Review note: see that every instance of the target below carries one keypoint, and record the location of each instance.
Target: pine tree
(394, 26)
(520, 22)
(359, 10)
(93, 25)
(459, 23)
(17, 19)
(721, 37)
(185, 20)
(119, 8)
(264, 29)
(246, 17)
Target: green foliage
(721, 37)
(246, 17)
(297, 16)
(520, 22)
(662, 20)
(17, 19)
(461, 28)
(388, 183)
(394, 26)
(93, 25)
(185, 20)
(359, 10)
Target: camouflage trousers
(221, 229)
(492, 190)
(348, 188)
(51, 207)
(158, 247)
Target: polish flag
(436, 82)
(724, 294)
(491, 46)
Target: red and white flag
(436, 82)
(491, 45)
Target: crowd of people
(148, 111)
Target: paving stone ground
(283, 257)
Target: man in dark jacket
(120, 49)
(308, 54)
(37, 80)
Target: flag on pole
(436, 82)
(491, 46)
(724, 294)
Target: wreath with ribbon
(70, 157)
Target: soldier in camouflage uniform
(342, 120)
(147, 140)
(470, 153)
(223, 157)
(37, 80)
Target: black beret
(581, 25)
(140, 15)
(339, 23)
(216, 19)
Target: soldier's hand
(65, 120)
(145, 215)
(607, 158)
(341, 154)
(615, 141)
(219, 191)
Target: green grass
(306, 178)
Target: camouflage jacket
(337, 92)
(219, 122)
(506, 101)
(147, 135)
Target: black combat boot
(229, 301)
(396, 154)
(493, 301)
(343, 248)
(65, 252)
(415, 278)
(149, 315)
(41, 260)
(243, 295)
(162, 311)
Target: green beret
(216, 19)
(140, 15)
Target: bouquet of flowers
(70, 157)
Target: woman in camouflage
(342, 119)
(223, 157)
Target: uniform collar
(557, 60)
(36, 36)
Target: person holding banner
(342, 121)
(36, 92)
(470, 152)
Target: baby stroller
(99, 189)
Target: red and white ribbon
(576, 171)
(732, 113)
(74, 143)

...

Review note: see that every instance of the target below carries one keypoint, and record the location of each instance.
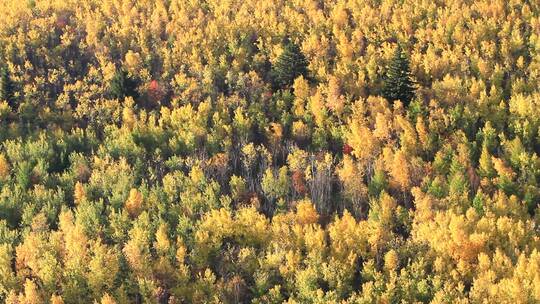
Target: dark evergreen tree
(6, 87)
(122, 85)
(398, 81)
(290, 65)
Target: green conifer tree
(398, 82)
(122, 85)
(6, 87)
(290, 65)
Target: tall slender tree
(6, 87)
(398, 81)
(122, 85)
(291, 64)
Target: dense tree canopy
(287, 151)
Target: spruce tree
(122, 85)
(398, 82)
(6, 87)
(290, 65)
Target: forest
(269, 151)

#### [Consegna]
Mostra tutte le righe dei record in cui compare la parola "soldier".

#### [Soluzione]
Target: soldier in camouflage uniform
Target: soldier's hand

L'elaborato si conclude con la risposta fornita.